Natural-language object grounding data:
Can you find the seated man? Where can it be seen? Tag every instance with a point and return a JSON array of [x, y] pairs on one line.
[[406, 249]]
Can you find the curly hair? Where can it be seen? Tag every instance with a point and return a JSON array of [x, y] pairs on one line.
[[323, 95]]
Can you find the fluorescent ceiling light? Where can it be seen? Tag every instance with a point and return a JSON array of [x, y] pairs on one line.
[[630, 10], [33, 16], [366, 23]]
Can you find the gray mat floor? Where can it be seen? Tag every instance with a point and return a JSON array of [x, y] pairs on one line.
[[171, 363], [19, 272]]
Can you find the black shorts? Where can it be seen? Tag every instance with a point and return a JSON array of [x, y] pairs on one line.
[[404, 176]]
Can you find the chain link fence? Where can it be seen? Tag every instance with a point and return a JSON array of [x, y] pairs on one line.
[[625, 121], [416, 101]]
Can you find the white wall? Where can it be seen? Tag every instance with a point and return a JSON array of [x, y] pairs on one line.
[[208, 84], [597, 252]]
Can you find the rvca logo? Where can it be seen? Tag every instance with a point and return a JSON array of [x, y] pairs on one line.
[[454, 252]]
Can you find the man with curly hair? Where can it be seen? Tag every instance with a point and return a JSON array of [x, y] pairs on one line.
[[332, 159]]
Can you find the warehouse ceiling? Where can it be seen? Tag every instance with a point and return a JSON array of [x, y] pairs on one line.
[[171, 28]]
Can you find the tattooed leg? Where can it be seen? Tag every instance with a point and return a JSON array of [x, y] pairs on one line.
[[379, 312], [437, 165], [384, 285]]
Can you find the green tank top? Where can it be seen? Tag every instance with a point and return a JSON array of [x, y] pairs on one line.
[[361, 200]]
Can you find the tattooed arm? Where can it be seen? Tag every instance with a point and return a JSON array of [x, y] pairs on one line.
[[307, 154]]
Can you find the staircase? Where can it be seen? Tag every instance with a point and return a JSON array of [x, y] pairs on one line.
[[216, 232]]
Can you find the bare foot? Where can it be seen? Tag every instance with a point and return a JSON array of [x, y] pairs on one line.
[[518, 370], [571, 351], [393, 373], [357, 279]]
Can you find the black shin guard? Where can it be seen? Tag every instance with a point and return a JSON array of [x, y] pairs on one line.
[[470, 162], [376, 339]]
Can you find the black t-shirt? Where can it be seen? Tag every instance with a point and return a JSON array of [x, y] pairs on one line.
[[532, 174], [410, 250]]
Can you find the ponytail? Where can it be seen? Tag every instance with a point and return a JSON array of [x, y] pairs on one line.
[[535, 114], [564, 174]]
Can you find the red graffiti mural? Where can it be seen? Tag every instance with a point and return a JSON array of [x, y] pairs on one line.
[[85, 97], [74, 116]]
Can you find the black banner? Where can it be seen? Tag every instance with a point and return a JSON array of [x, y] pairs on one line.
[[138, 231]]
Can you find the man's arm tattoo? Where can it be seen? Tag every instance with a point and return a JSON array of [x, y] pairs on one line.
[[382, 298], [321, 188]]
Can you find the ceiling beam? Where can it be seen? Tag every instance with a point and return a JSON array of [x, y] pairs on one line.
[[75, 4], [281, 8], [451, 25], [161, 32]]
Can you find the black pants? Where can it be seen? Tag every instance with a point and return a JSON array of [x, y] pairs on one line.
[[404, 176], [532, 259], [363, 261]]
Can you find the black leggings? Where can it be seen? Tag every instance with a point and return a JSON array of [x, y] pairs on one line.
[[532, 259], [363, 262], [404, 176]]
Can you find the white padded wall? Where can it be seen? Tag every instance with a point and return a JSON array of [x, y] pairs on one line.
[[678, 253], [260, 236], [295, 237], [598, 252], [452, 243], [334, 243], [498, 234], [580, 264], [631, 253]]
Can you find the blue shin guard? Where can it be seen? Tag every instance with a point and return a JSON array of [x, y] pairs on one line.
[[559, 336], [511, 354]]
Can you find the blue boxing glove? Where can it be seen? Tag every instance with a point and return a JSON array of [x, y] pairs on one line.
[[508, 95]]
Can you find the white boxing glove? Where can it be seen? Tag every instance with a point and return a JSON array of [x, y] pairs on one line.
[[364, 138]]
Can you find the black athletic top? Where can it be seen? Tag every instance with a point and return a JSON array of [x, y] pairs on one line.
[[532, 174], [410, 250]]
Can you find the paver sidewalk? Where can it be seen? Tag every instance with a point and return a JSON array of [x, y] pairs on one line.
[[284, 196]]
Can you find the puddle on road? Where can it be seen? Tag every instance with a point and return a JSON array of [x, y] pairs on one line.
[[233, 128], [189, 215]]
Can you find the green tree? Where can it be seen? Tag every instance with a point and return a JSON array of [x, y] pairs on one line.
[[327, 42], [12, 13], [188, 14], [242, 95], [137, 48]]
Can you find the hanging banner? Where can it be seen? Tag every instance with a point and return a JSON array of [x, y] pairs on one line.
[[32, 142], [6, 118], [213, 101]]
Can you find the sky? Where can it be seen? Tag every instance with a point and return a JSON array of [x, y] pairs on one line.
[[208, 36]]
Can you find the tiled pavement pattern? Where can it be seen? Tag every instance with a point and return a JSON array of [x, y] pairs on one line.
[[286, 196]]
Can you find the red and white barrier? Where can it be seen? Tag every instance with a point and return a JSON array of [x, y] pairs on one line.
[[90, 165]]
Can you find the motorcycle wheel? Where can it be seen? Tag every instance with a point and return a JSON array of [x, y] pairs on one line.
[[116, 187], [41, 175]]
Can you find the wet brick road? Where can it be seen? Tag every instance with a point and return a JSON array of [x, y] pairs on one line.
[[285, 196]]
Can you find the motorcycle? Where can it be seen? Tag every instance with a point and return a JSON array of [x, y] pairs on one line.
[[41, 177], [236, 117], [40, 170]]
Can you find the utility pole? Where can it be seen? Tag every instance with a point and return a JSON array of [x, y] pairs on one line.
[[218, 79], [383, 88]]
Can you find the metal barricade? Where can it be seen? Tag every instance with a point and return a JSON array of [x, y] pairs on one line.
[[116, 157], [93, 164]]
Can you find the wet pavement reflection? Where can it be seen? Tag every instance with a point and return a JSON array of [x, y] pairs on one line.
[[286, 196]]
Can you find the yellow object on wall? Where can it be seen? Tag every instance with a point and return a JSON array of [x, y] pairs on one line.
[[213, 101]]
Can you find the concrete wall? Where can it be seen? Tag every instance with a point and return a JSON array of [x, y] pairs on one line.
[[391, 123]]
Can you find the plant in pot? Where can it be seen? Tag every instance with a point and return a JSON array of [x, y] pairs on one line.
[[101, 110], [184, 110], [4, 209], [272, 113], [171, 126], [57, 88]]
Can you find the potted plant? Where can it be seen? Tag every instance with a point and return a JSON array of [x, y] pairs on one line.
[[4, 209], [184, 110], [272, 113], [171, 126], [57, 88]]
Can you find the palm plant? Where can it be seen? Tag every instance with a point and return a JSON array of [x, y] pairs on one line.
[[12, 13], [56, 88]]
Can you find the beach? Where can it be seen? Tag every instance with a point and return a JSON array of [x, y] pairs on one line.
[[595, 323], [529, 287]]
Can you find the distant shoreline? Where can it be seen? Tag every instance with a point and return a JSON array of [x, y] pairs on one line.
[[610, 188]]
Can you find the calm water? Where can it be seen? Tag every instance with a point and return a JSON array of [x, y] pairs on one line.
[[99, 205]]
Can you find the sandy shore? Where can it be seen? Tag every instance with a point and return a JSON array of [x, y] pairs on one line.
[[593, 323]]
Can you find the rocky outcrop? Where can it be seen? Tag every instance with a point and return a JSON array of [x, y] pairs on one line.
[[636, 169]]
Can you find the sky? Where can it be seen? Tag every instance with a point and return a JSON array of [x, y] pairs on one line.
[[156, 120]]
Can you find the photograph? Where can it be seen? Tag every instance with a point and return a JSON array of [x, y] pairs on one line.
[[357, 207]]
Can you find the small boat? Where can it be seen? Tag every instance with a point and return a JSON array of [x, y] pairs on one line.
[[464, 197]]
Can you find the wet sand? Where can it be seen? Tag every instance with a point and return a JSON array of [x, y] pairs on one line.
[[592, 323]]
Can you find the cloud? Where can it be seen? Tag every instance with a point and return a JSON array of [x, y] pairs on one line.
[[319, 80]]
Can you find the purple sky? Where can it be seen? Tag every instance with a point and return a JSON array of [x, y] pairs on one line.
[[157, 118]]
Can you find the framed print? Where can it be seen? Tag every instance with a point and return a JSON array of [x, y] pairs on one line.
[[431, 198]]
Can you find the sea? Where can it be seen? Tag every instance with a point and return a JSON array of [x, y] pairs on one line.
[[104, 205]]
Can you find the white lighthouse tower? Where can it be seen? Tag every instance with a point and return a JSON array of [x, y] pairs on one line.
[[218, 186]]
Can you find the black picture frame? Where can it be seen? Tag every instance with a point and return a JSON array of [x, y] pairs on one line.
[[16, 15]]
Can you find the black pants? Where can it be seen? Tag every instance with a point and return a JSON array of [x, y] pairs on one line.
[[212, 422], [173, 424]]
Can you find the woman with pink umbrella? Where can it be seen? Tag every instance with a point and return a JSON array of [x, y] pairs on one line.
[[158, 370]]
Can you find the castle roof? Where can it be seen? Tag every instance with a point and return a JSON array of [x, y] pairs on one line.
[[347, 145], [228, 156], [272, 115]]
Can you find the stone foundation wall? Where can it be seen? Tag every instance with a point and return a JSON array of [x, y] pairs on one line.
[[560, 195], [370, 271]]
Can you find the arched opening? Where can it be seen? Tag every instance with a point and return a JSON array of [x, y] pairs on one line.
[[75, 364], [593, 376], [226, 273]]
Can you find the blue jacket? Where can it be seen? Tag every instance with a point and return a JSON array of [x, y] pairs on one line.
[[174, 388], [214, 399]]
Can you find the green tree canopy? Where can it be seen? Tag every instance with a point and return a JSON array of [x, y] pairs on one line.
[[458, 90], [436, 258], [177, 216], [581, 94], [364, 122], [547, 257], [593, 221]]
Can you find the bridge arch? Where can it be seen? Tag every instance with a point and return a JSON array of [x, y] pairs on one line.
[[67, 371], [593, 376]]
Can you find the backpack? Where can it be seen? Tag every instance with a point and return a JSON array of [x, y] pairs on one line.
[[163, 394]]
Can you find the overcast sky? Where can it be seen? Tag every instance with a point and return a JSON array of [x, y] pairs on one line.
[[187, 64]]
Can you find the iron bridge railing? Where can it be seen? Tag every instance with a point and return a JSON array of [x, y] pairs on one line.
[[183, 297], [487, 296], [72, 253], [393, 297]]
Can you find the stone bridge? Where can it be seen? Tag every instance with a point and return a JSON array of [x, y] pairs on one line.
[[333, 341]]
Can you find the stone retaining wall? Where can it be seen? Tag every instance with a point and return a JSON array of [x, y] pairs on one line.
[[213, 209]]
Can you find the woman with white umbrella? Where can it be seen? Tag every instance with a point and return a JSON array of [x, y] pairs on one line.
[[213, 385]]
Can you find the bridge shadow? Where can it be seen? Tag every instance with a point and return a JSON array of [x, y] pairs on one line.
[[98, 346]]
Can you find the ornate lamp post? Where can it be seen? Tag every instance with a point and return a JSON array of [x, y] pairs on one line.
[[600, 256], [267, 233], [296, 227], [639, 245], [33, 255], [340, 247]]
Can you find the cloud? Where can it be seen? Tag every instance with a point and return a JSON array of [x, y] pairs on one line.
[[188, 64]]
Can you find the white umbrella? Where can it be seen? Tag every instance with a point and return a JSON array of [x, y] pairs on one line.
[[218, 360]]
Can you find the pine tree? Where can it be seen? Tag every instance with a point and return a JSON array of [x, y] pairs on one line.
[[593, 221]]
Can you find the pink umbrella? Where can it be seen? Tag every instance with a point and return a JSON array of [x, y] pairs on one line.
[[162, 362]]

WHAT TO WORK ON → Repeat exactly the lines from the one containing "Can you find the stone bridge?" through the last line of the records above, both included, and nothing else.

ANSWER TO THIS PROBLEM →
Can you find the stone bridge? Where can it be seen? Tag every instance with a point and return a JSON array of [x, y] pairs on one line.
[[333, 341]]
Can you find the stone retaining wall? Where can it be seen? Tag every instance with a point and return a JSON array of [x, y] pairs on one line.
[[213, 209]]
Can you find the woman with white umbrella? Where can it be seen? Tag every instance with a point and return a JSON array of [x, y] pairs on one line.
[[213, 385]]
Can you find the bridge shadow? Where can it be seen? Tag every instance with a point and return a JSON array of [x, y] pairs on one line.
[[98, 346]]
Can you find the ornate lamp post? Where can it be seen? Tag every instance with a point and return a JSON array of [x, y] pairs on one line.
[[600, 256], [267, 233], [296, 227], [639, 245], [33, 255], [340, 247]]
Can you find the cloud? Where can it be seen? Tag every instance with a point and return a JSON array of [x, y] pairs on one line.
[[188, 64]]
Can you find the white umbrella? Where can it be seen? Tag every instance with a point and return a JSON array of [x, y] pairs on one line.
[[218, 360]]
Can you find the pine tree? Where can it be seen? Tag every instance with a point and return a JSON array of [x, y] pairs on one line.
[[593, 221]]
Can you find the pink umbrella? Where can it be seen? Tag every instance with a point and return a JSON array of [x, y] pairs on one line.
[[162, 362]]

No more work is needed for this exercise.